§ Task directions
In the excerpt below on web development, which three browsers dominated the web in the 1990s?

++++ Source excerpt ++++

Chapter Two: Philosophies and Techniques

The web is a mere 5,000 days old. By comparison, the first 5,000 days of television are almost unrecognizable as what we consider “television” today. Similarly, twenty years after its introduction, cinema was still a novelty. Not so the web, which is now used by roughly a quarter of the world’s population. But for all its impact on news, business, politics, and culture, the web is still in its infancy, and we’re still only beginning to understand how it works as a medium. On the surface, the fundamental ways in which users interact with websites—via pages, links, and forms—haven’t changed much in over a decade. But despite this seeming stasis, a great deal has happened to the practice of web development in these 5,000 days, and much of it has happened in the last five years.

The Browser Wars

In the 1990s, three major browsers—Mosaic, Netscape, and Internet Explorer—alternately dominated the web and essentially dictated what the web’s technologies would be. Browser makers created their own extensions to HTML, introducing such features as fonts, colors, tables, and frames, without the involvement of any standardizing organization. As these features were introduced, makers of competing browsers reverse-engineered these new, usually poorly-documented features and countered with their own. As the decade progressed, features like JavaScript and the DOM were implemented and released to the world still without the involvement of any standards body. Web developers, meanwhile, scrambled madly to keep up, and were constantly forced to decide whether a new feature was likely to take off before investing the time required to learn and use it.

++++ Dataset content ++++

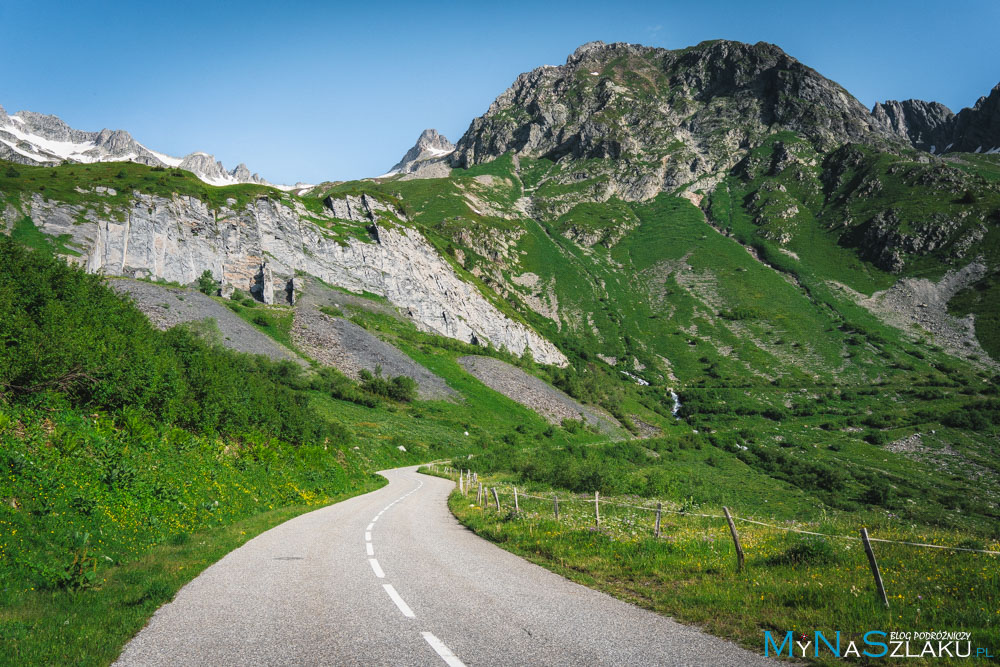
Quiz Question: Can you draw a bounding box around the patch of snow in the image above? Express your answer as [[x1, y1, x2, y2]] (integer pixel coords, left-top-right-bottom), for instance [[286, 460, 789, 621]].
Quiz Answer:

++++

§ Answer to this problem
Mosaic, Netscape, and Internet Explorer.